Extract =

1. Challenge in this appeal is to the judgment rendered by a
learned Single Judge of the Rajasthan High Court at Jodhpur
upholding the conviction of appellants for offence punishable
under Section 395 of the Indian Penal Code, 1860 ( in short
the ’IPC’). Custodial sentence of 10 years with fine of
Rs.2000/- each with default stipulation as imposed by the
trial Court was maintained. However, five co-accused were
acquitted.
2. Background facts in a nutshell are as follows:
On 24.1.1997 Prem Singh lodged an oral report alleging
inter alia that he is working at Lavri Petrol Pump for last 3
years. In the night at about 2 O’ clock, since vehicles were not
coming for filling up petrol, they were taking rest in the office.

Data extract =
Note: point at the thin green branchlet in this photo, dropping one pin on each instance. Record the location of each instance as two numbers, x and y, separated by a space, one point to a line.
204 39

Task = Revise the judgment excerpt, everything from "2. Background facts" down to "in the office.", putting "written report" in place of "oral report". The listing has no connection to the judgment excerpt.

Output for this exercise =
2. Background facts in a nutshell are as follows:
On 24.1.1997 Prem Singh lodged an written report alleging
inter alia that he is working at Lavri Petrol Pump for last 3
years. In the night at about 2 O’ clock, since vehicles were not
coming for filling up petrol, they were taking rest in the office.